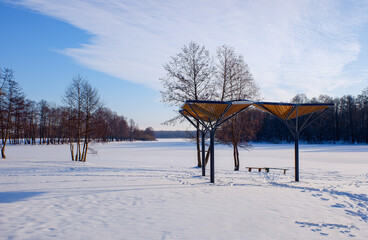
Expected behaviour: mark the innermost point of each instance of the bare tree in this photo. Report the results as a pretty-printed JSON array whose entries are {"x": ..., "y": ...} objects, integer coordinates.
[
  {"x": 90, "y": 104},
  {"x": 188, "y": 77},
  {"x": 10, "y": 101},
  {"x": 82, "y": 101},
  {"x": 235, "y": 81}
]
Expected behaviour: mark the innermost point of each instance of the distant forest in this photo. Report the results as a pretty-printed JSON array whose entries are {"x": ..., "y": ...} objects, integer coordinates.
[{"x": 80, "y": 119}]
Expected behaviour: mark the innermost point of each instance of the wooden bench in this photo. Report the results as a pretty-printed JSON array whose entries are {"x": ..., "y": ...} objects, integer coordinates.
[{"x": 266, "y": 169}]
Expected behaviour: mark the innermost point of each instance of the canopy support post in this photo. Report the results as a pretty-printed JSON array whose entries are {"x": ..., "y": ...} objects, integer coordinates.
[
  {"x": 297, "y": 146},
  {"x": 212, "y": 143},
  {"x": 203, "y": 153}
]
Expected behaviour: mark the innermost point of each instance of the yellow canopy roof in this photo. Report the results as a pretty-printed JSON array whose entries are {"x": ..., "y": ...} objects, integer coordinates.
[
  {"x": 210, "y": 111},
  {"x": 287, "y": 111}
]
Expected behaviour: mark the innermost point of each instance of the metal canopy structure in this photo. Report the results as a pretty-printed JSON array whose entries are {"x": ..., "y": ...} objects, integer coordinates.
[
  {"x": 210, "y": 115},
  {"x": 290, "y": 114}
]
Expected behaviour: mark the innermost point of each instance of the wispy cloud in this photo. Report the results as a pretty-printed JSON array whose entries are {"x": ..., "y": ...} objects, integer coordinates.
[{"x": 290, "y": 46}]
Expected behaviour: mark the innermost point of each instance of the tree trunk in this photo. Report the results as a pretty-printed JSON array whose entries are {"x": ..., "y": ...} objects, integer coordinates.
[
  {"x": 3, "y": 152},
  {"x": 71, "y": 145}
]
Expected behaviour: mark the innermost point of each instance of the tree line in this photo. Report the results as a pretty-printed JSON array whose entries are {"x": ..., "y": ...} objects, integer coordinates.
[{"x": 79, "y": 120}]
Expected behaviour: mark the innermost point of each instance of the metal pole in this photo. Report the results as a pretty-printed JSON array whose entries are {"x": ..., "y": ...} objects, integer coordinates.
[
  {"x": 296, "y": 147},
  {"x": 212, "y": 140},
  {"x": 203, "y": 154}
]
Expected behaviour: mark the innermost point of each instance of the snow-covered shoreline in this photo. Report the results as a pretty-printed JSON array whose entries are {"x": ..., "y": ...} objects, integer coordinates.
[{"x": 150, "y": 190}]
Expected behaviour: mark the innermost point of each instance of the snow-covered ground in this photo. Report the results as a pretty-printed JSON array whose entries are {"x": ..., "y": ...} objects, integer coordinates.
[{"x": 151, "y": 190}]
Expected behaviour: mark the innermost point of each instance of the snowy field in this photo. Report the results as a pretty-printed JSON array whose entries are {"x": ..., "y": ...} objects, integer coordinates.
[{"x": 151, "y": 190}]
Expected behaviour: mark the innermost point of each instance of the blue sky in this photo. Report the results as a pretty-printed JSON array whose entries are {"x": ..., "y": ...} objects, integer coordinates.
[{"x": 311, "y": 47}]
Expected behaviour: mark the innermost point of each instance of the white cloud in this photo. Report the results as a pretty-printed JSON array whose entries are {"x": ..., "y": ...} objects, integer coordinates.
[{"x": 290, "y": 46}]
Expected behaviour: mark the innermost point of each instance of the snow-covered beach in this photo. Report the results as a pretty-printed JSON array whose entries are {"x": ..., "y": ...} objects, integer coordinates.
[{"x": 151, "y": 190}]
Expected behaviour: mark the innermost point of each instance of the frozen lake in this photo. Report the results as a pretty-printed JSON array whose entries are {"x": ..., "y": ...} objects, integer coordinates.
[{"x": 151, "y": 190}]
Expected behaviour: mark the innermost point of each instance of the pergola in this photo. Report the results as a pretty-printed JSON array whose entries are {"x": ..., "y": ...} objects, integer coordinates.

━━━━━━━━━━━━━━━━

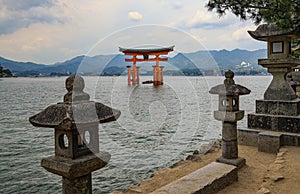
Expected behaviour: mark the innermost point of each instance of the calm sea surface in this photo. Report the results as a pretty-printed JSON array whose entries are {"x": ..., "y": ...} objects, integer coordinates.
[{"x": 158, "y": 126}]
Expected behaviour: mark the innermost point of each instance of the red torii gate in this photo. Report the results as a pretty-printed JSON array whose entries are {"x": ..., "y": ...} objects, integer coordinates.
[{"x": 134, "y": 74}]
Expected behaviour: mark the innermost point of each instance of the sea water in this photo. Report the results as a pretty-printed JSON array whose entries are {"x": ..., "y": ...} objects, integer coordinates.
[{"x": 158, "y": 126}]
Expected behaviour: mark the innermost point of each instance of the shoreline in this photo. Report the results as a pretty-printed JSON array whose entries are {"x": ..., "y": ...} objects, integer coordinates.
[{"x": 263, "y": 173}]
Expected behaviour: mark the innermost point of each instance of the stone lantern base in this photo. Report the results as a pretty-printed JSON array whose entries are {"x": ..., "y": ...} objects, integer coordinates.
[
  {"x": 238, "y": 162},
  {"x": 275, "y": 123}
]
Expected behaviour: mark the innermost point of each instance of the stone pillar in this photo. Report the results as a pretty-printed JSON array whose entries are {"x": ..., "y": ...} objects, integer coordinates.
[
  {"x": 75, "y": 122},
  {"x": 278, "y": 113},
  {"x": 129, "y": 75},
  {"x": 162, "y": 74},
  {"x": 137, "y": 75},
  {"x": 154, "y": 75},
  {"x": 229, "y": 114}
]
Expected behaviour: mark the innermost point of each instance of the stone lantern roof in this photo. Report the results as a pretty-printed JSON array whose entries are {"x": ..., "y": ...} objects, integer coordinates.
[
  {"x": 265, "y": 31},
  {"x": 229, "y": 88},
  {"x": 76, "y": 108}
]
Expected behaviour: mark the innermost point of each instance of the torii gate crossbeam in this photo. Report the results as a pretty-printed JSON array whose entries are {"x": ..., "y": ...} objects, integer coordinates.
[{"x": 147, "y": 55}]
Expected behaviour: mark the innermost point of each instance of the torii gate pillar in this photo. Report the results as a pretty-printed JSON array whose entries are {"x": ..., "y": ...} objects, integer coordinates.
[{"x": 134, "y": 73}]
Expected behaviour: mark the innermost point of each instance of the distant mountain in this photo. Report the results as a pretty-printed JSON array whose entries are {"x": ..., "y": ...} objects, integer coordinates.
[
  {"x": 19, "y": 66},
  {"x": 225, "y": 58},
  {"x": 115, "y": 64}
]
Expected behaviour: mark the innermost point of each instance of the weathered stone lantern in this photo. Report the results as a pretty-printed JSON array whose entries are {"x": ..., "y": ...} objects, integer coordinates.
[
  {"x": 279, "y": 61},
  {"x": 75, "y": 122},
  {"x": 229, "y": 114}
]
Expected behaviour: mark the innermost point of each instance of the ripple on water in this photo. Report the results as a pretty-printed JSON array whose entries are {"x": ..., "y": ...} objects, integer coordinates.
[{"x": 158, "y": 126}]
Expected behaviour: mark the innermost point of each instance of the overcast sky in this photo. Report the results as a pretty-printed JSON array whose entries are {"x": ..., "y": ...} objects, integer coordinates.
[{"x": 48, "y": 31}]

━━━━━━━━━━━━━━━━

WHAT IS BEING ASKED
The stretch of entries above that starts with the line containing "of the frozen" and goes on through the line containing "of the pergola" is to be transcribed exactly, and no other line is to be transcribed.

RESULT OF THE EXERCISE
Expected behaviour: mark the innermost point of each instance of the frozen lake in this photo. Report the results as a pretty-printed JSON array whose entries are {"x": ..., "y": ...} objects, integer coordinates.
[{"x": 151, "y": 190}]
Expected behaviour: mark the innermost point of each instance of the pergola in this photo. Report the results as a pretty-printed JSON array whose entries are {"x": ..., "y": ...} objects, integer coordinates.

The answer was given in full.